SUPPLIED RECORDS -
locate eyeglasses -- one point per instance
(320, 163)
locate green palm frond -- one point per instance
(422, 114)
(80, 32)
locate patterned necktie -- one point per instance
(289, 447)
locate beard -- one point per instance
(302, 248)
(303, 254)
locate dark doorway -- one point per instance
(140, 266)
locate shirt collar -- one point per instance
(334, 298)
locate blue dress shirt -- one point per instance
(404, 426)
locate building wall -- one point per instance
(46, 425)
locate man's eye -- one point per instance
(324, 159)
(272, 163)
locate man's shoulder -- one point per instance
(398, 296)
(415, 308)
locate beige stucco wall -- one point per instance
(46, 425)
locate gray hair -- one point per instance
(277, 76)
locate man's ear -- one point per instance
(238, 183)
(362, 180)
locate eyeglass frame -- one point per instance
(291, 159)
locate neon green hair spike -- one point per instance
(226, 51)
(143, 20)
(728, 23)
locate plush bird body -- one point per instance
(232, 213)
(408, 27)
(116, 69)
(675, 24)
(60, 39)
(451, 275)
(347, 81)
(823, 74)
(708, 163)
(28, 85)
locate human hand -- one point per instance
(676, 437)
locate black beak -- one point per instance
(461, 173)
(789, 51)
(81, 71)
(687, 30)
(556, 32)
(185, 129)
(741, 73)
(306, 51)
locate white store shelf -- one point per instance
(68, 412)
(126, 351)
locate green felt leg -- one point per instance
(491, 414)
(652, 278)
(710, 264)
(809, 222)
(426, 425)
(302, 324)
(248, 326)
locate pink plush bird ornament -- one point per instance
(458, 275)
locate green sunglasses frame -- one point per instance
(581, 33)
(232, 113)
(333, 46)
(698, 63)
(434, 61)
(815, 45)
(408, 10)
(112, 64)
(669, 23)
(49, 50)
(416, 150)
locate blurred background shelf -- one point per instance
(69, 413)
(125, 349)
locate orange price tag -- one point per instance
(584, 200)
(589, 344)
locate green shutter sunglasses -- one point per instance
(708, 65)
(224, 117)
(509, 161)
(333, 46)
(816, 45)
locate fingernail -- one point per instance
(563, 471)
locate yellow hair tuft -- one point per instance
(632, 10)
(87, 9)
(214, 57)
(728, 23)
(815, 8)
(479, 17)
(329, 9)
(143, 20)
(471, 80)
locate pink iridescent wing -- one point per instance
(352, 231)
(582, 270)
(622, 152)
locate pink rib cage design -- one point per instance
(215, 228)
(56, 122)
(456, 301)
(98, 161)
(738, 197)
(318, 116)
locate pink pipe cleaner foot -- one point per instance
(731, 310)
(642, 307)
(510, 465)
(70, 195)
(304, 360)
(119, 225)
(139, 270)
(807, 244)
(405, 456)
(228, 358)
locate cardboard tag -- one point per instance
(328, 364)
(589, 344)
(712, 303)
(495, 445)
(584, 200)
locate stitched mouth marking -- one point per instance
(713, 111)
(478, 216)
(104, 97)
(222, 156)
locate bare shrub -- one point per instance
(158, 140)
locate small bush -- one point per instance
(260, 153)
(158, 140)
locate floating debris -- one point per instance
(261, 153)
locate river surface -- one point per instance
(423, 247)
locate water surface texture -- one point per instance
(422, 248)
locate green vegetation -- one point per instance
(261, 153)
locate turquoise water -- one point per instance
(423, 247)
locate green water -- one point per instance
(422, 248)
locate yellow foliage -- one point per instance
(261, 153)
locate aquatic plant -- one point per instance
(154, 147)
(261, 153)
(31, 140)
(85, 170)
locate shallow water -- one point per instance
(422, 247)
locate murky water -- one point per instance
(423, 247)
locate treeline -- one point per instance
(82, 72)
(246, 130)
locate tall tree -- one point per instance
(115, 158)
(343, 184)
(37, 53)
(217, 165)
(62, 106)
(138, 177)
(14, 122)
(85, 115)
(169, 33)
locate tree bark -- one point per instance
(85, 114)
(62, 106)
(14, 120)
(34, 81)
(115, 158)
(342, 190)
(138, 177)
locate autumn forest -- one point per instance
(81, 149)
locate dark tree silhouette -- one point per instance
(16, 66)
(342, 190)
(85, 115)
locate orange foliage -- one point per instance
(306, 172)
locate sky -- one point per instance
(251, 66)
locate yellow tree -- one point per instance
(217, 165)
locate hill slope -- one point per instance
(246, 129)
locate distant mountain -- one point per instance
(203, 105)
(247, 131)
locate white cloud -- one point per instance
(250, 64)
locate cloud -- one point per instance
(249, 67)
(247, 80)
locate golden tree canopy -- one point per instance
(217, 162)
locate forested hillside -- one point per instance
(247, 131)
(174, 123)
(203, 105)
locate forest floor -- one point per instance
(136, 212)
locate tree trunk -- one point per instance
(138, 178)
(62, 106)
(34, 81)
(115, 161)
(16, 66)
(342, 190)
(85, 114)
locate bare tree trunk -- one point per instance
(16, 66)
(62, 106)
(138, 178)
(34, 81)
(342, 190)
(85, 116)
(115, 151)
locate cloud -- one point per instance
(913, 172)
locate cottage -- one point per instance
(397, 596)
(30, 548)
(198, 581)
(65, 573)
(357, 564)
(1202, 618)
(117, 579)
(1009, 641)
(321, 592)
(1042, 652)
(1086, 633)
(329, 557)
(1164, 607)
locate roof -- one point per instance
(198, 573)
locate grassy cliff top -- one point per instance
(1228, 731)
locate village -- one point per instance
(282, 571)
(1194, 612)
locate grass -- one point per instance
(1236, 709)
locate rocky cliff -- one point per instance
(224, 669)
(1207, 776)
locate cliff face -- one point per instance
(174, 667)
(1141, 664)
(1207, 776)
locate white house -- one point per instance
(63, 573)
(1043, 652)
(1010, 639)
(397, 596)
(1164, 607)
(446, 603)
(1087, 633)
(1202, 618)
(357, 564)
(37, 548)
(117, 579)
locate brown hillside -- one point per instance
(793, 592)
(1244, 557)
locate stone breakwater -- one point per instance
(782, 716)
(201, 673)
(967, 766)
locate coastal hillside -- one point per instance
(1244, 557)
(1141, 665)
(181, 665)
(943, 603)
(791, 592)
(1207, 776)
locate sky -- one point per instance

PROBLEM DETAILS - Repeat the whole listing exactly, keeping every line intact.

RESULT -
locate eyeglasses -- one point per instance
(320, 163)
locate green palm frond -- one point per instance
(422, 114)
(80, 32)
locate patterned necktie -- one point per instance
(289, 447)
locate beard -- one point per instance
(302, 248)
(303, 254)
locate dark doorway -- one point per instance
(140, 266)
locate shirt collar -- one point per instance
(334, 298)
locate blue dress shirt -- one point per instance
(404, 426)
locate building wall -- one point per instance
(46, 425)
locate man's eye -- one point per instance
(324, 159)
(272, 163)
locate man's shoulder -- one point per instance
(398, 296)
(415, 308)
locate beige stucco wall -- one point per instance
(46, 425)
locate gray hair -- one point per instance
(277, 76)
locate man's ear -- one point per instance
(238, 183)
(362, 180)
locate eyeglass frame -- one point per instance
(291, 159)
locate neon green hair spike -- one point per instance
(226, 51)
(143, 20)
(728, 23)
locate plush bird body -- one point per instance
(232, 213)
(408, 27)
(116, 69)
(675, 24)
(60, 39)
(451, 275)
(347, 81)
(823, 74)
(708, 163)
(28, 85)
locate human hand -- one point per instance
(676, 437)
locate black beak -- one point per instance
(461, 173)
(789, 51)
(81, 71)
(687, 30)
(556, 32)
(185, 129)
(741, 73)
(306, 51)
locate white store shelf -- one point per instance
(68, 412)
(126, 351)
locate green felt leg -- one point per instance
(491, 414)
(652, 278)
(710, 264)
(809, 222)
(426, 425)
(302, 324)
(248, 326)
locate pink plush bird ornament -- one point per instance
(458, 275)
locate green sunglasses frame -- one point per instance
(581, 33)
(232, 113)
(333, 46)
(698, 63)
(434, 61)
(815, 45)
(408, 10)
(112, 64)
(669, 23)
(49, 50)
(416, 150)
locate blurred background shelf -- one point per instance
(69, 413)
(125, 349)
locate orange price tag -- one point per instance
(584, 200)
(589, 344)
locate green shutter sunglasses -- one point per instance
(708, 65)
(224, 117)
(509, 161)
(333, 46)
(816, 45)
locate fingernail -- one point per instance
(563, 471)
locate yellow hair tuft -- one point per instance
(632, 10)
(87, 9)
(214, 57)
(728, 23)
(815, 8)
(479, 17)
(329, 9)
(143, 20)
(471, 80)
locate pink iridescent wing -- one point per instance
(352, 231)
(582, 270)
(622, 152)
locate pink rib cage design -- one point per instance
(215, 228)
(56, 122)
(456, 301)
(98, 161)
(738, 197)
(318, 116)
locate pink pipe cleaner foot -- one point per instance
(731, 310)
(642, 307)
(510, 465)
(70, 195)
(304, 360)
(119, 225)
(139, 270)
(807, 244)
(405, 456)
(228, 358)
locate cardboard tag -- one point per instance
(328, 364)
(589, 344)
(712, 303)
(495, 445)
(584, 200)
locate stitched mouth marking -- one point per instance
(713, 111)
(478, 216)
(104, 97)
(222, 156)
locate bare shrub -- one point per instance
(158, 140)
locate small bush -- one point per instance
(260, 153)
(158, 140)
locate floating debris -- one point per instance
(261, 153)
locate river surface -- one point per instance
(423, 247)
locate water surface texture -- one point per instance
(422, 248)
locate green vegetation -- one point per instance
(261, 153)
locate turquoise water -- one point per instance
(423, 247)
locate green water -- one point per instance
(422, 248)
locate yellow foliage -- one point per instance
(261, 153)
locate aquatic plant -- one point per instance
(154, 147)
(261, 153)
(31, 140)
(85, 170)
locate shallow water -- one point per instance
(422, 247)
locate murky water -- one point per instance
(423, 247)
locate treeline -- one point per instance
(82, 72)
(246, 130)
locate tall tree -- one point per instance
(115, 158)
(343, 184)
(37, 53)
(217, 165)
(62, 106)
(138, 177)
(14, 122)
(85, 115)
(169, 33)
locate tree bark -- one point per instance
(85, 114)
(62, 106)
(14, 120)
(34, 81)
(115, 158)
(342, 190)
(138, 177)
locate autumn forest -- one point per instance
(81, 149)
locate dark tree silhouette -- one point per instance
(16, 66)
(342, 190)
(85, 115)
locate orange foliage -- one point per instance
(306, 172)
locate sky -- one point per instance
(251, 66)
locate yellow tree -- one point per instance
(217, 165)
locate hill slope -- one point per instance
(246, 129)
locate distant mountain -- one point per instance
(203, 105)
(247, 131)
locate white cloud -- one point per instance
(250, 64)
locate cloud -- one point per instance
(249, 67)
(247, 80)
locate golden tree canopy -- one point per instance
(217, 162)
locate forested hillside -- one point per instance
(247, 131)
(174, 123)
(203, 105)
locate forest floor -- one point per instance
(136, 212)
locate tree trunk -- one point per instance
(138, 178)
(62, 106)
(34, 81)
(115, 161)
(16, 66)
(342, 190)
(85, 114)
locate bare tree trunk -- one point per instance
(16, 66)
(62, 106)
(138, 178)
(34, 81)
(342, 190)
(85, 116)
(115, 151)
locate cloud -- one point per instance
(913, 172)
locate cottage -- one point per instance
(397, 596)
(30, 548)
(198, 581)
(65, 573)
(357, 564)
(1202, 618)
(117, 579)
(1009, 641)
(321, 592)
(1042, 652)
(1086, 633)
(329, 557)
(1164, 607)
locate roof -- one point per instance
(198, 573)
locate grassy cliff top -- one point per instance
(1228, 731)
locate village -- one point per instance
(282, 571)
(1194, 612)
locate grass -- one point per instance
(1236, 709)
locate rocky cliff -- one point per instance
(224, 669)
(1207, 776)
locate cliff face -- one point per instance
(174, 667)
(1141, 664)
(1207, 776)
locate white house -- one point per instance
(63, 573)
(1043, 652)
(1010, 639)
(397, 596)
(1164, 607)
(446, 603)
(1087, 633)
(1202, 618)
(357, 564)
(37, 548)
(117, 579)
locate brown hillside -- one point per instance
(793, 592)
(1244, 557)
locate stone breakwater -- one point per instance
(782, 716)
(201, 673)
(967, 766)
locate coastal hillside -- one point per instance
(1244, 557)
(1141, 665)
(181, 665)
(943, 603)
(791, 592)
(1207, 776)
locate sky -- one point per instance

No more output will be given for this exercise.